◆ WHAT IS ASKED
Reproduce exactly the lines from the one containing "Please indicate the handbag" through the last line of the records below, both included, and nothing else.

◆ STORED ROWS
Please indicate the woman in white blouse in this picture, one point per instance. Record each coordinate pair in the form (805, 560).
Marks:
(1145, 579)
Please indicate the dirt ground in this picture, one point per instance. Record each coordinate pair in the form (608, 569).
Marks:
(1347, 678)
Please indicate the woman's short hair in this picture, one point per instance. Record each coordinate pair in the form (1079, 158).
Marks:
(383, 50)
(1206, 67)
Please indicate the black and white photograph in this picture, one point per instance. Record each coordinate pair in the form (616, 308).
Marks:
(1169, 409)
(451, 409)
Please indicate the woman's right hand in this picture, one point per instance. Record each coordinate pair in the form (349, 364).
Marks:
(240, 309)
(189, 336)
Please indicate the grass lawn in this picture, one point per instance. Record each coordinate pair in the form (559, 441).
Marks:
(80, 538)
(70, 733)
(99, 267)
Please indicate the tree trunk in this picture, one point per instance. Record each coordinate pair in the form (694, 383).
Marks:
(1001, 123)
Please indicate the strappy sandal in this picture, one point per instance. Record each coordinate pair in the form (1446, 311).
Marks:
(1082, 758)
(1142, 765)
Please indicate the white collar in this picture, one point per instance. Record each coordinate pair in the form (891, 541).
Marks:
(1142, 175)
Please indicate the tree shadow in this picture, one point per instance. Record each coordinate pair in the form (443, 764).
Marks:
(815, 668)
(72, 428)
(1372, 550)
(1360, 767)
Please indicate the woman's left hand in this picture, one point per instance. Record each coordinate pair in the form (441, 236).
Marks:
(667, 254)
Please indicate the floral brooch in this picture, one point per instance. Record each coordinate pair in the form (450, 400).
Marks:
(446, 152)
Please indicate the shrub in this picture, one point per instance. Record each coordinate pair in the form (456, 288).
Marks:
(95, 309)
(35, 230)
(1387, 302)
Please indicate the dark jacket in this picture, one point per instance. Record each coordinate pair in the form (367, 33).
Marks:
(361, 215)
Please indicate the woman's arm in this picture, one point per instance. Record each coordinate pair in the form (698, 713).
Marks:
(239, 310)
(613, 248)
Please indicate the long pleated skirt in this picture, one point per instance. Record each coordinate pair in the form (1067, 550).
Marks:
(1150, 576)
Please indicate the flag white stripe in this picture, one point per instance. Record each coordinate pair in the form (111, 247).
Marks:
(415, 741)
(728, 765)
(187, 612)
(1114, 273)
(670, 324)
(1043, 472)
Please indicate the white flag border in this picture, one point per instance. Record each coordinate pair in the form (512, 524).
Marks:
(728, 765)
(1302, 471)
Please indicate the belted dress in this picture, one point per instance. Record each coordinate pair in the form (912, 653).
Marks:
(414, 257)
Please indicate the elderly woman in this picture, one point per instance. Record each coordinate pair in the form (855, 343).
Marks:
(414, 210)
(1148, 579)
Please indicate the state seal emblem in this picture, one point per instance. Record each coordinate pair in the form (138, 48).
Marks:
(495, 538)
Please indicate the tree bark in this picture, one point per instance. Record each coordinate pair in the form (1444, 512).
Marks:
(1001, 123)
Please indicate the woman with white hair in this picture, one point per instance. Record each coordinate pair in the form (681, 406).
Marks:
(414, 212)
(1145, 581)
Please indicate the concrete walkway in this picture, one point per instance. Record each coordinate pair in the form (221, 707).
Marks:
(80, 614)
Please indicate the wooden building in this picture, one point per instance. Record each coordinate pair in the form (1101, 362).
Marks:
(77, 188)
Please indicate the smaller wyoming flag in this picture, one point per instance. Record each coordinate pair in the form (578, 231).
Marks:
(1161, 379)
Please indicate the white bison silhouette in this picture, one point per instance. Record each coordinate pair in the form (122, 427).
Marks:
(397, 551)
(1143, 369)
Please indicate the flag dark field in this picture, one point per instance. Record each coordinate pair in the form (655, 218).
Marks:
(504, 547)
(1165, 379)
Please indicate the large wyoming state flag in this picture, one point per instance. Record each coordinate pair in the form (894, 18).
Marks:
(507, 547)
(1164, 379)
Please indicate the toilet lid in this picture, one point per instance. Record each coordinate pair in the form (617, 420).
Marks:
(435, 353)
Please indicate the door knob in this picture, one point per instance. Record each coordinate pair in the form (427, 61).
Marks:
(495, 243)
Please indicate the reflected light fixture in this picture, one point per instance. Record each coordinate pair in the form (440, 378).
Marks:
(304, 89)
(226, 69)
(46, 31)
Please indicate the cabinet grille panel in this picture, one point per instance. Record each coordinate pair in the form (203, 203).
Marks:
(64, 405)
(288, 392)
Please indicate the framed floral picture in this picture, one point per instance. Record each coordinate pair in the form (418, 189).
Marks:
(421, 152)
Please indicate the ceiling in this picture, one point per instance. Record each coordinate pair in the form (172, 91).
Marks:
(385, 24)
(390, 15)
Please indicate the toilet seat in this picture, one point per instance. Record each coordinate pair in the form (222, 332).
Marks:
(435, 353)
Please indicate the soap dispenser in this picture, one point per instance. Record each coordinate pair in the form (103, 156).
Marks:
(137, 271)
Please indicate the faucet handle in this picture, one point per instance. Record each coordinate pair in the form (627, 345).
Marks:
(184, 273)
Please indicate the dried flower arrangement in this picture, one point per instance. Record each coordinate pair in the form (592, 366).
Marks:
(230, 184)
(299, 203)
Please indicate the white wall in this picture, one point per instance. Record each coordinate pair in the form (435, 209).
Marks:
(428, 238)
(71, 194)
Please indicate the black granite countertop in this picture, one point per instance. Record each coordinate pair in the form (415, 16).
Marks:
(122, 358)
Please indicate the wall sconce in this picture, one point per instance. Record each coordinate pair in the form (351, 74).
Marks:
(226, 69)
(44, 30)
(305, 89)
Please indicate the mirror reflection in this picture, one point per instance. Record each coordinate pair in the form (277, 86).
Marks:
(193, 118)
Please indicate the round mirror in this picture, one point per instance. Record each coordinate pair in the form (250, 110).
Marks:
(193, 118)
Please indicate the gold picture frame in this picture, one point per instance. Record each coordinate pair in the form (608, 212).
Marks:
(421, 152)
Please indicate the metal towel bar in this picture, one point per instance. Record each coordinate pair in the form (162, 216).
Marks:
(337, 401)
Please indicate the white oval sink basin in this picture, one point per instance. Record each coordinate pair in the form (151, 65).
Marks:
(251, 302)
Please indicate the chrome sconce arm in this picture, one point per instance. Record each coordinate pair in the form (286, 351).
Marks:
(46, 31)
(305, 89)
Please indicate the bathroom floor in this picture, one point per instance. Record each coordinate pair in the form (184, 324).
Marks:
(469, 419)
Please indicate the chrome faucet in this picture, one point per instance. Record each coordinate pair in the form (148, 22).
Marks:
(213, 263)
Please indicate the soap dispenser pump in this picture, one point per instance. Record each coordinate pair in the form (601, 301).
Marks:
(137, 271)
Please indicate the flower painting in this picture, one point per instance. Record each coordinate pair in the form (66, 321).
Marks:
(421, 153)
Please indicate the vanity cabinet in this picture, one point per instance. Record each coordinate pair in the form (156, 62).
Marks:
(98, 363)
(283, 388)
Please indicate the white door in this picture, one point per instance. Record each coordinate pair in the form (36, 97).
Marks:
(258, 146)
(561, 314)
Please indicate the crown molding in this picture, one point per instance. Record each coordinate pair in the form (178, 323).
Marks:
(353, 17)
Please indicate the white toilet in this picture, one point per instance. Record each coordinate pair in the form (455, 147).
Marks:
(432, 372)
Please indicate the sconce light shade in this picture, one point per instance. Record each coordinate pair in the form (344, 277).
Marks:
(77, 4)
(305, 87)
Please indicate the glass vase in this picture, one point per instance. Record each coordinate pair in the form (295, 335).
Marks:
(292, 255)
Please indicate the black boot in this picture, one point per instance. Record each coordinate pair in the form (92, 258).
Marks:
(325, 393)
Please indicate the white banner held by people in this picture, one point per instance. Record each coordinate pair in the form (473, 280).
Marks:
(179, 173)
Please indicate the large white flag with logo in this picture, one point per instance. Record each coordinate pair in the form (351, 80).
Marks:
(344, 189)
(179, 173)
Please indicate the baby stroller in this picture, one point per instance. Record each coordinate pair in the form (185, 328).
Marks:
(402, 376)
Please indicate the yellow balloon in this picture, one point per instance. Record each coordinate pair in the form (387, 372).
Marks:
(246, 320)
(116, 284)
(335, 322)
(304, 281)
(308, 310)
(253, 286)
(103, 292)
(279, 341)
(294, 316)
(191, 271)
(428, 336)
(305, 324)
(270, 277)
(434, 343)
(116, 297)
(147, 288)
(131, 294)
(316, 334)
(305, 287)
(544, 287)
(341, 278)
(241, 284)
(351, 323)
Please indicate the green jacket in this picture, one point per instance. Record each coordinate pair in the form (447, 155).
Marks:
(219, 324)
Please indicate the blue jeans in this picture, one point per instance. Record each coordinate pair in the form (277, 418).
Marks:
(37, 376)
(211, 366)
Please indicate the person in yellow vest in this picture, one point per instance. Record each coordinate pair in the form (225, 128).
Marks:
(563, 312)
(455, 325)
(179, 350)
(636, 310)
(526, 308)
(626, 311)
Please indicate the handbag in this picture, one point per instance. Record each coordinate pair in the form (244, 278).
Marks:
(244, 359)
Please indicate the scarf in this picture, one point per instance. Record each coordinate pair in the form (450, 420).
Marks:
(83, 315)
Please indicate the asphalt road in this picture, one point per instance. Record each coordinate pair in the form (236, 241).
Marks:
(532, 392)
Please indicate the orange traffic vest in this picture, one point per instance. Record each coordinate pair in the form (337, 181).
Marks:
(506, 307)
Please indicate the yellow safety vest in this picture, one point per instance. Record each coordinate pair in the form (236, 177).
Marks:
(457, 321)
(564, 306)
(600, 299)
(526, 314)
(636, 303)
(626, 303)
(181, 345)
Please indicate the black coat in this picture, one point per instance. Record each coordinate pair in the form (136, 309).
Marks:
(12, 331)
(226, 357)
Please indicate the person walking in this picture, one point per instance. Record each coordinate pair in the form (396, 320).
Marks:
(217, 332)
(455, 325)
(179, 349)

◆ SOLUTION FOR THIS EXERCISE
Please indicate the handbag in this picture, one point per instance. Record each coordinate pair in the form (244, 278).
Marks:
(244, 359)
Please indicate the scarf in this picture, one point per instance. Record each coordinate pair in the form (450, 420).
Marks:
(83, 315)
Please indicate the asphalt road in this picture, one point per instance. Record each coordinate pair in the form (236, 241).
Marks:
(532, 392)
Please indicate the orange traffic vest in this picture, one point per instance. Record each coordinate pair in the form (337, 181).
Marks:
(506, 307)
Please indicate the yellow safety vest in this picture, one point per instance. Record each coordinate pair in the form (236, 177).
Marks:
(457, 321)
(564, 306)
(600, 299)
(526, 314)
(636, 303)
(626, 303)
(181, 345)
Please indicate the black coat in this picture, one point per instance. Record each coordinate pair in the form (136, 309).
Marks:
(12, 331)
(226, 357)
Please indicate the person walking in this picture, one point per instance. Record each coordinate pair in the form (396, 320).
Marks:
(217, 332)
(455, 325)
(179, 349)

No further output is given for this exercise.